§ **Exercise requirements**
Please return every line of the listing below word for word, omitting the pictures.

(Entries for pointing and labeling)
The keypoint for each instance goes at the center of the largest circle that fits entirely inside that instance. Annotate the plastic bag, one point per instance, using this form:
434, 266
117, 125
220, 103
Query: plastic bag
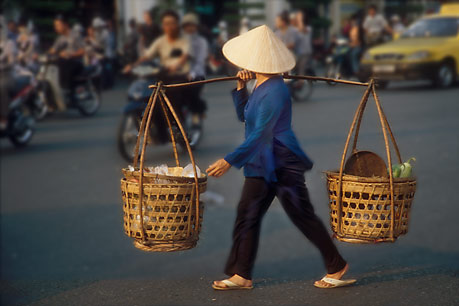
189, 172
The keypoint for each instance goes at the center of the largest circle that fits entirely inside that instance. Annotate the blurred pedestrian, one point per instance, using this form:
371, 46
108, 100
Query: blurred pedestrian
375, 26
149, 31
12, 30
222, 37
8, 53
69, 50
130, 47
397, 25
245, 25
110, 55
287, 34
356, 43
273, 161
27, 45
94, 51
199, 53
303, 48
173, 50
346, 27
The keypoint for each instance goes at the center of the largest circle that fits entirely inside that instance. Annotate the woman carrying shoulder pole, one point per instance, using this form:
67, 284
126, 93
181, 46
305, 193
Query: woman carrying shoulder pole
273, 161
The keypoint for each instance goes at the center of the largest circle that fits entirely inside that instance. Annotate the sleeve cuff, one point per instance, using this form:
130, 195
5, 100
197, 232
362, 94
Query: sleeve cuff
240, 94
231, 159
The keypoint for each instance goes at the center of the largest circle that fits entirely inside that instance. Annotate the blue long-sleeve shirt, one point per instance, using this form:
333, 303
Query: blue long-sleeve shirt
267, 114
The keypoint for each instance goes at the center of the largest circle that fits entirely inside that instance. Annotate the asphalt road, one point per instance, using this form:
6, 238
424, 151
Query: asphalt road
62, 240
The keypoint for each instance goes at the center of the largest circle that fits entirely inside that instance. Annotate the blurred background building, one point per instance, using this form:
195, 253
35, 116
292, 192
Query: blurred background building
325, 16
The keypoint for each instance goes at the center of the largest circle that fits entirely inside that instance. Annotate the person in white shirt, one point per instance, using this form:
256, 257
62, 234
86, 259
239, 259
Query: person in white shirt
397, 25
303, 48
199, 53
374, 25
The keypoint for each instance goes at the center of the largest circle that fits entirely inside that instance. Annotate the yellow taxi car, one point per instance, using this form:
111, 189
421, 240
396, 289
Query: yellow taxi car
428, 49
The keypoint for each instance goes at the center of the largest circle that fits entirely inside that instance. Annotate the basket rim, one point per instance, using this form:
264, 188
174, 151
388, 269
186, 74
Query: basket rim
136, 172
375, 179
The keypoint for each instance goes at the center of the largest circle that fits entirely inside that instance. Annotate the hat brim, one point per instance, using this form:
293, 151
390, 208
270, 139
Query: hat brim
264, 52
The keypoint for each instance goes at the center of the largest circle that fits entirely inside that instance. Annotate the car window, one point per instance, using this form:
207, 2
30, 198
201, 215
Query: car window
435, 27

§ **Exercise solution**
The keypoint for each instance goes at the center of the largest circle that fits entirely inside that instance. Annotate the plastic bag, one point per instance, using this form:
434, 266
117, 125
220, 103
Query: plastic bag
189, 172
The keypoint for each instance goes at the center of the largest circle that fits entirely inside that instance. Annotate the blurred pedestrian, one point per instance, using this form:
371, 46
108, 100
Query: blurred pedestrian
375, 26
149, 31
12, 30
222, 37
8, 53
69, 50
130, 47
397, 25
245, 25
110, 55
287, 34
356, 43
273, 161
27, 45
94, 51
199, 53
303, 48
173, 50
346, 27
The keypoint for each instance goes at the center of the largest circle that fits entirely inside that instance. Annotate the woman carrying shoulder pole, one point per instance, using this form:
67, 284
126, 93
181, 46
305, 193
Query: woman carrying shoulder pole
273, 161
The keypoint for each instance goes at the center of the largest circle that fits entirely inside that instance. Annotate the sleeve cuff, one point per instance, using this form:
130, 195
5, 100
197, 232
362, 94
Query: sleeve cuff
240, 94
231, 159
The keypoint for each instance goes at the center of the largest circle that fits entirely inside that instance. Annotate the blue long-sleeve shirt, one point per instance, using this form:
333, 303
Query: blue long-sleeve shirt
267, 114
The keypoint for each instance goes at the center of the largest circle that fits entirely inside that instance. Annotate the asphalt road, one point per instance, using this form:
6, 238
424, 151
Query: asphalt road
62, 240
The keypoint for each instance goes at the center of the largest circle that fits entirely inside that instance. Annotate the blurred background building, one point per instance, using this form:
195, 253
35, 116
292, 192
Query: blurred background building
325, 16
The keypoint for each instance goes at the center of the largest circle that fits entirely inside that instance. Annotate the person in white shirt, one point per instance, using this form:
256, 257
62, 234
86, 259
239, 259
Query: person in white shirt
397, 25
303, 48
199, 53
374, 25
The keypoint for each instance goes at the center of the largest circle that fits entirely inside that instance. Annotate the yellow taxi car, one point per instance, using this form:
111, 189
421, 240
396, 289
Query: yellow taxi car
428, 49
The keypoint for each instance goes at the center of the largest circle that fits entirely inside that instance. Annotate the basket rim, one point per instance, using this form:
264, 188
174, 151
388, 269
186, 74
Query: basket rim
136, 172
375, 179
The keypoint for each instance goes at the center of the largest circle that fits entirely inside that instance. Annotate the hat brim, one point per instance, using this form:
293, 151
390, 208
270, 139
Query: hat brim
264, 52
The keypoint for each instance goes at the center of the largest circle that fits entirely inside that instance. Annotate the car window, one point per instance, using this form:
207, 2
30, 198
201, 215
Query: car window
435, 27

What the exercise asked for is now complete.